▶ Instructions to follow: From the entries that follow, copy every line with the word "leaved".

——

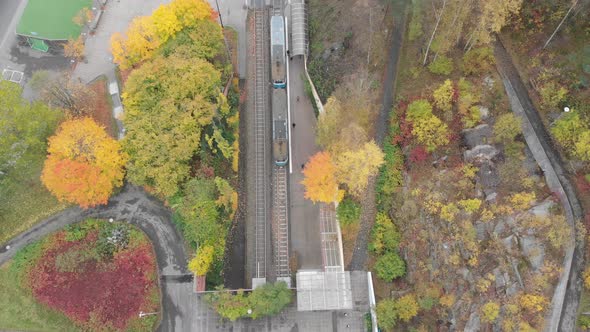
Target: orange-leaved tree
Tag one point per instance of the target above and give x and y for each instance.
(84, 164)
(320, 179)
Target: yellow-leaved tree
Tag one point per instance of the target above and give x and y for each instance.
(84, 164)
(146, 33)
(354, 167)
(166, 22)
(201, 264)
(320, 180)
(190, 11)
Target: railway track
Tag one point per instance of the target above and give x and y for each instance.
(281, 221)
(260, 149)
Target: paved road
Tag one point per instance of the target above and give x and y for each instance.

——

▶ Solution for this exercise:
Target: orange-leaved tree
Target: yellow-leaved tree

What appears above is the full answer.